» The request:
Can you filter the rows below down to the lines that contain the word "sleeve" and copy out each of those lines in full?

» Given entries:
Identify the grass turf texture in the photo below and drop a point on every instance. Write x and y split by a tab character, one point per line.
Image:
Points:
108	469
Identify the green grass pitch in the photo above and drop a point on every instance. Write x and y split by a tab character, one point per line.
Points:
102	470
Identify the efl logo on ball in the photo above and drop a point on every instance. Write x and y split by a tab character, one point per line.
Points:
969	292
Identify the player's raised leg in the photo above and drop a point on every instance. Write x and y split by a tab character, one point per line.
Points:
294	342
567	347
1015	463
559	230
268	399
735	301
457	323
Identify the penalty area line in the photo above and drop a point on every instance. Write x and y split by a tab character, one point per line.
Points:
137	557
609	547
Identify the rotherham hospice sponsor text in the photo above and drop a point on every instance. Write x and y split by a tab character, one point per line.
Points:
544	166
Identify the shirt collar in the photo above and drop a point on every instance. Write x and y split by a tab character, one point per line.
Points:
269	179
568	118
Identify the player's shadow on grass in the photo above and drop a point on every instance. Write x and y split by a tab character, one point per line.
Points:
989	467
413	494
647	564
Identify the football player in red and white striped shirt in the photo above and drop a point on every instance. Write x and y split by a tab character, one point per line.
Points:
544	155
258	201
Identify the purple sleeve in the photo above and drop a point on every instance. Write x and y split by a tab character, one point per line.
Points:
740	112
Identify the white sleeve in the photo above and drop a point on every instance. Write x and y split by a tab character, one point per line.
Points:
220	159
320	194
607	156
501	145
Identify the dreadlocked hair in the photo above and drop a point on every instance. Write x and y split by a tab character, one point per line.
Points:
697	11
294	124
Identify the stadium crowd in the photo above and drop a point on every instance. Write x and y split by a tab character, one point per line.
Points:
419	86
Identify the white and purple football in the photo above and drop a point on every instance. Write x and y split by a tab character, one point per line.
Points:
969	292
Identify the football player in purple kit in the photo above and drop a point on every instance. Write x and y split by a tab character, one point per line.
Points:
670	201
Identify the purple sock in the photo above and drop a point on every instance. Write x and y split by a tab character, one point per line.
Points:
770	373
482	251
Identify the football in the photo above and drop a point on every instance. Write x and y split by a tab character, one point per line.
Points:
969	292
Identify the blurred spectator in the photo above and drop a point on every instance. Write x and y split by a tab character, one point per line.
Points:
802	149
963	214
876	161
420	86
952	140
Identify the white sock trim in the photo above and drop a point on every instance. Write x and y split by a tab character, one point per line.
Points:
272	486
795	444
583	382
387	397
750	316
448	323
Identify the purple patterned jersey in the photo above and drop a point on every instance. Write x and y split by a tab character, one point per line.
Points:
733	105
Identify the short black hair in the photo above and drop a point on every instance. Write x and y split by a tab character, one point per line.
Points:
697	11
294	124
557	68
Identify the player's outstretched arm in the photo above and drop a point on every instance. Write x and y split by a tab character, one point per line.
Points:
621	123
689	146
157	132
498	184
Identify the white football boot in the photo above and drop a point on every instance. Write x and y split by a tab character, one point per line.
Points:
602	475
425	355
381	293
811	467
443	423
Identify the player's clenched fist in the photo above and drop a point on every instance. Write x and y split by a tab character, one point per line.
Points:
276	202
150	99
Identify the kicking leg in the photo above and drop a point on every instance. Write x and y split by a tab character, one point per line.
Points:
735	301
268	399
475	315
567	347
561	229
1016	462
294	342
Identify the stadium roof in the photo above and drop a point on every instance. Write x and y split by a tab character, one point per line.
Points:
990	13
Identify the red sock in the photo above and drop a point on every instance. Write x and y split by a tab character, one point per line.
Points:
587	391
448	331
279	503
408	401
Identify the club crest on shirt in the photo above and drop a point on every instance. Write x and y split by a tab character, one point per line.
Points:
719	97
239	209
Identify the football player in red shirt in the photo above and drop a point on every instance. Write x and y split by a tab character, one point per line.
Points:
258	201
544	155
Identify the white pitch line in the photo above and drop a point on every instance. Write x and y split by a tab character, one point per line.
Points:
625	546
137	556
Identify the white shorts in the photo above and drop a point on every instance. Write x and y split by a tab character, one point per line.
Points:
--
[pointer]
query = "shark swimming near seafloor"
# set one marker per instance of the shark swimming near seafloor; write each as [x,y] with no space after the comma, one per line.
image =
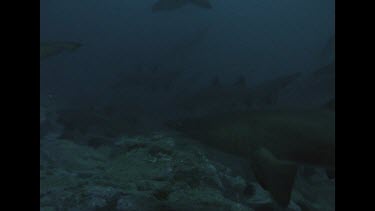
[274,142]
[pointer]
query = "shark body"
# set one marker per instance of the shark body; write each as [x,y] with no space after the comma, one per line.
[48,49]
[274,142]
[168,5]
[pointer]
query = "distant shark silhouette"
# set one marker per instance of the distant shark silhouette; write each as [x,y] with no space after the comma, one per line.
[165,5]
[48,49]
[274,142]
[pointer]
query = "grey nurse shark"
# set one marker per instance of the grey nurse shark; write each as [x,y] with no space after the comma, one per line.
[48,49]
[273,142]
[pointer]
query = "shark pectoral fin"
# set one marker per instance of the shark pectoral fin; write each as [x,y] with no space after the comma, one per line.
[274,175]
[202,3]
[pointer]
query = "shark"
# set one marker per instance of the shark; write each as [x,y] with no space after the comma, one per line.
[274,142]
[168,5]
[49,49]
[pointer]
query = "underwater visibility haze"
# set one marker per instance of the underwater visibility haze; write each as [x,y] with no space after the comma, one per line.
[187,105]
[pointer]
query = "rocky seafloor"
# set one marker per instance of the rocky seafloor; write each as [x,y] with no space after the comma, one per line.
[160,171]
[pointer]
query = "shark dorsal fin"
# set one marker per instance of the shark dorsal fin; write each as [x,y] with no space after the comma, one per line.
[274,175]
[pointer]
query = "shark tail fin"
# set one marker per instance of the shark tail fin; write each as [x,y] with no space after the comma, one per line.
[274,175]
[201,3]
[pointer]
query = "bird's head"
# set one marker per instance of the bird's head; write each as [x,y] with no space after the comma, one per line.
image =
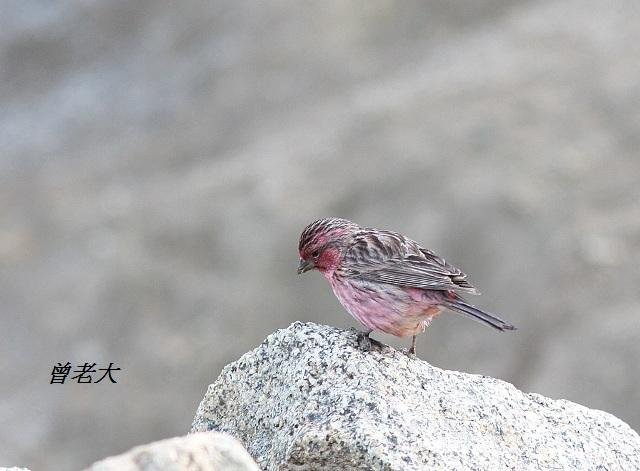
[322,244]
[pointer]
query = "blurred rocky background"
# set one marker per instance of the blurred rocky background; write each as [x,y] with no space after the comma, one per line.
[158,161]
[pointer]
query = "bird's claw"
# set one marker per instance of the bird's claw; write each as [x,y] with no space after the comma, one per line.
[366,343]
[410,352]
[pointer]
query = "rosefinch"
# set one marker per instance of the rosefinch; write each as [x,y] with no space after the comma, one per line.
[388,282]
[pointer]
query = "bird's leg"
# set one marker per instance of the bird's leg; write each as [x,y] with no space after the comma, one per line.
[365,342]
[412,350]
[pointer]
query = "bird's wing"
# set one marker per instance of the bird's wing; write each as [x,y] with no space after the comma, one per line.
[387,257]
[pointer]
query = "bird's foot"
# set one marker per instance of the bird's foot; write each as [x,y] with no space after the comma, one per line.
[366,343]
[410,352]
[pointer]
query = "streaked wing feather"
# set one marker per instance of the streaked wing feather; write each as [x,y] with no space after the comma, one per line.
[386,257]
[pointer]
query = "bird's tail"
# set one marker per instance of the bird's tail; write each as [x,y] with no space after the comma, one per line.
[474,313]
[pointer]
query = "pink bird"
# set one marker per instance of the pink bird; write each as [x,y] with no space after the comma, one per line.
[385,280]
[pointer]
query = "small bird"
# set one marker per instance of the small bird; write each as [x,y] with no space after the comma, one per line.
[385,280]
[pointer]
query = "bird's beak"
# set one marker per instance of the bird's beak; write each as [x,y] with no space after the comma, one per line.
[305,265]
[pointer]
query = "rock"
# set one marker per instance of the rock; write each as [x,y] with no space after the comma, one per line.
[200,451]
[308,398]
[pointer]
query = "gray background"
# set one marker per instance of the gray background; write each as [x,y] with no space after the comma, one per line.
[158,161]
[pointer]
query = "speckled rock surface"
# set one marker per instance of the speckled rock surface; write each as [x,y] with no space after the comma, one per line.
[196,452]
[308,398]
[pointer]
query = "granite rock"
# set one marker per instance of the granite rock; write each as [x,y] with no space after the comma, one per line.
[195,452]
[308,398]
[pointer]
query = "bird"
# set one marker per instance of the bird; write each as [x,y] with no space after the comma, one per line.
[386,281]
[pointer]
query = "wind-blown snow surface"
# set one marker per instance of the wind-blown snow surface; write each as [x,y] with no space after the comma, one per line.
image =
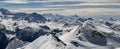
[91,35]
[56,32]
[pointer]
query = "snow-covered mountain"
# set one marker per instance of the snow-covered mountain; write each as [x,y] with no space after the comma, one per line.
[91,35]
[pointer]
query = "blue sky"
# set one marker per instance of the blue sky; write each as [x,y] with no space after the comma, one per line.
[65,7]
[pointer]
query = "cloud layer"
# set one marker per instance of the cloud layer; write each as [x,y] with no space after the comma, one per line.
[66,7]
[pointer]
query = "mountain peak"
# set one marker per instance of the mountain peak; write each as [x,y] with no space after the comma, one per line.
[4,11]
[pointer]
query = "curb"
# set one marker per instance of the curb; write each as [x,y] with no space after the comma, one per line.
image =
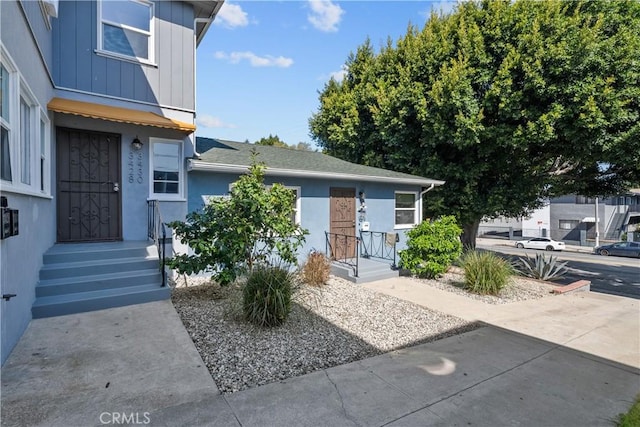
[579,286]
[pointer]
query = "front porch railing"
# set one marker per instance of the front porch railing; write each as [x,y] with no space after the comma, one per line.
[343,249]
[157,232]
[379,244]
--
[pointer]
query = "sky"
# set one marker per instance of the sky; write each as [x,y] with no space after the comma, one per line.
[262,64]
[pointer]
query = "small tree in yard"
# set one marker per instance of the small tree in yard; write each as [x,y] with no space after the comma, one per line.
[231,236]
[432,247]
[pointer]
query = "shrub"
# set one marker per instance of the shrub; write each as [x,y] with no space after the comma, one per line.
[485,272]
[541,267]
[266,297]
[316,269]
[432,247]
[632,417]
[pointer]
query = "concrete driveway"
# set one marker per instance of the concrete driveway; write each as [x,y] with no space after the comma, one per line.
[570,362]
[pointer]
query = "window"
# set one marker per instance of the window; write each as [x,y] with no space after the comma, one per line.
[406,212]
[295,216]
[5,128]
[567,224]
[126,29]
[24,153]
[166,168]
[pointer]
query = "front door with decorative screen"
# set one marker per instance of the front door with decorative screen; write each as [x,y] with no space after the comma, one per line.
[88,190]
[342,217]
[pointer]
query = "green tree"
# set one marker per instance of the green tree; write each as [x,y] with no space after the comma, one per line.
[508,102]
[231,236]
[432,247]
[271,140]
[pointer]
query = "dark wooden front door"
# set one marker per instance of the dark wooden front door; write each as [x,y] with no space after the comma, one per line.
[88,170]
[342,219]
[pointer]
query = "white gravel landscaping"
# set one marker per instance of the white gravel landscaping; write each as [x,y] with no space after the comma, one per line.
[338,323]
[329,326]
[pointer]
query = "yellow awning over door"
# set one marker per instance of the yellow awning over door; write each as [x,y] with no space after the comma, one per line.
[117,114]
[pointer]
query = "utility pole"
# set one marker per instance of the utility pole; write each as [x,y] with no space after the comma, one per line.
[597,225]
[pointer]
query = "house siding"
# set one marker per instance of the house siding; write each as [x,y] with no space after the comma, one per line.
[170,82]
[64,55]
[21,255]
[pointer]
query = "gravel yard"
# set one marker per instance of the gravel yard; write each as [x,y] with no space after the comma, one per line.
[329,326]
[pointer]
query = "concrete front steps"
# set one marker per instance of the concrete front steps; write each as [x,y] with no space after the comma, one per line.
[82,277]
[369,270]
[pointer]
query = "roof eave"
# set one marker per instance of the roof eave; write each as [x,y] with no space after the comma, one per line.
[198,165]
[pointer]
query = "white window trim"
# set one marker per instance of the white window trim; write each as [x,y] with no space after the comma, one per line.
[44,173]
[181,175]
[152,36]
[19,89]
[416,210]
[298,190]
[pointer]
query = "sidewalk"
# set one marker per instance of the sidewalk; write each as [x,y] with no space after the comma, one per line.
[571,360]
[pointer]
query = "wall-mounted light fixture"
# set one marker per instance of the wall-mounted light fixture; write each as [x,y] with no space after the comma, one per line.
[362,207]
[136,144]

» Response:
Identify the purple sleeve in the photo above and drop a point on every instance. Write x and y split by a tab character, one point per line.
Identify the white sleeve in the photo above and drop a point on every instance. Write x and y split by a tab character, one point per line.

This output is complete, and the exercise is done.